#### [Selected passage]

--------

CISCO stock plunged more than 20% this year and in July announced they are laying off 9% of their workforce and transferring another 7% to one of their companies they are selling.
The move is part of a previously announced plan to streamline Cisco's business in an attempt to clarify the company's role in the tech world. Cisco has struggled to grow in recent quarters, and CEO John Chambers' tone has grown increasingly pessimistic.
Merck & Co to lay off 13,000 employees  traced to the end of patents and generic drugs which benefit the consumer.

Profits on Merck's No. 1 seller, asthma drug Singulair, will be slashed next year when the company's patent expires.  
Albert Wertheimer, a Temple University pharmacy professor, said many companies are laying off workers as big blockbuster drugs lose patent protection in the next few years. 
"What that means is within six months, there'll be 10 or 12 or 15 companies making a generic version of those products,” Wertheimer said. “The originator company will lose probably close to 90 percent of the market on each one of those."

--------

Collected data entries
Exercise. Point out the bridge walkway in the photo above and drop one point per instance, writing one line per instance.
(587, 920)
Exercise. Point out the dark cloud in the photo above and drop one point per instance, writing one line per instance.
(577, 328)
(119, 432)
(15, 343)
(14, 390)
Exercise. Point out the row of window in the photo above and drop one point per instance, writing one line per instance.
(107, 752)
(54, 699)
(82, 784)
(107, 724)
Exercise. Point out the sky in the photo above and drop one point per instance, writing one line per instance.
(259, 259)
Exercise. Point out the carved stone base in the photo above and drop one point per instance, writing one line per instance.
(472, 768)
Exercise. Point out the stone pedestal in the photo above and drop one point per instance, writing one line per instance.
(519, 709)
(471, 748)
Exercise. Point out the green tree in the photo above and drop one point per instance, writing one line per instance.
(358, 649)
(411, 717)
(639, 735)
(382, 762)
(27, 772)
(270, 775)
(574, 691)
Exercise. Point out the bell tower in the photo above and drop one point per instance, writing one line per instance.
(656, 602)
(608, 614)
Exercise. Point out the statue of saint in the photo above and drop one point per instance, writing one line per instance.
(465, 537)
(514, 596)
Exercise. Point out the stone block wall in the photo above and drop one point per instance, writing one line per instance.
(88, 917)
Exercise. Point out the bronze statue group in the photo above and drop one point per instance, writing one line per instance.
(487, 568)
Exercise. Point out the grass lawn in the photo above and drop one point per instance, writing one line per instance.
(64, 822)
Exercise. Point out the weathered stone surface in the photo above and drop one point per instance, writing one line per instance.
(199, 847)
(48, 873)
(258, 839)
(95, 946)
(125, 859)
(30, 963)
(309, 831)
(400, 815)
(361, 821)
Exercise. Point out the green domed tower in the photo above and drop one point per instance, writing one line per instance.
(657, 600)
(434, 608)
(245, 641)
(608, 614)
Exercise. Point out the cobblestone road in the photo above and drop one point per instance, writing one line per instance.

--------

#### [Complete the following]
a - According to the layoffs passage, what is Merck's No. 1 seller?
b - Update the layoffs passage between "The move is" and "next few years.", inclusive, replacing "Temple University" with "Rutgers University".
c - Please continue the layoffs passage from where it stops.

#### [Results for each task]
a - The asthma drug Singulair.

b -
The move is part of a previously announced plan to streamline Cisco's business in an attempt to clarify the company's role in the tech world. Cisco has struggled to grow in recent quarters, and CEO John Chambers' tone has grown increasingly pessimistic.
Merck & Co to lay off 13,000 employees  traced to the end of patents and generic drugs which benefit the consumer.

Profits on Merck's No. 1 seller, asthma drug Singulair, will be slashed next year when the company's patent expires.  
Albert Wertheimer, a Rutgers University pharmacy professor, said many companies are laying off workers as big blockbuster drugs lose patent protection in the next few years.

c -
Boston Scientific plans to eliminate 1,200 to 1,400 jobs worldwide during the next 2 ½ years to free money for new investments, the Natick medical device maker’s second major round of cuts since last year.

How many other companies are going to add the total of layoffs for August.  The economy is not getting better but seems to be getting worse as more people face layoffs.  This is only five companies, what about others who are on the edge?  Until the United States Government starts to get some fiscal responsibility we see more landmines ahead in the economic recovery.  
Job growth stalls, layoffs surge
August 3, 2011: 9:34 AM ET 
NEW YORK (CNNMoney) -- The jobs recovery slowed for a third month in a row, according to two reports out Wednesday. 
Private sector employers added 114,000 workers in July, marking a decrease from the 145,000 jobs added in June, payroll processing firm ADP reported. 
That number beat economists' forecasts for 100,000 additional jobs, but it is also taken with a grain of salt by some economists, since ADP's figures have differed wildly from government data this year. In June, ADP's initial numbers topped the government figures by 100,000.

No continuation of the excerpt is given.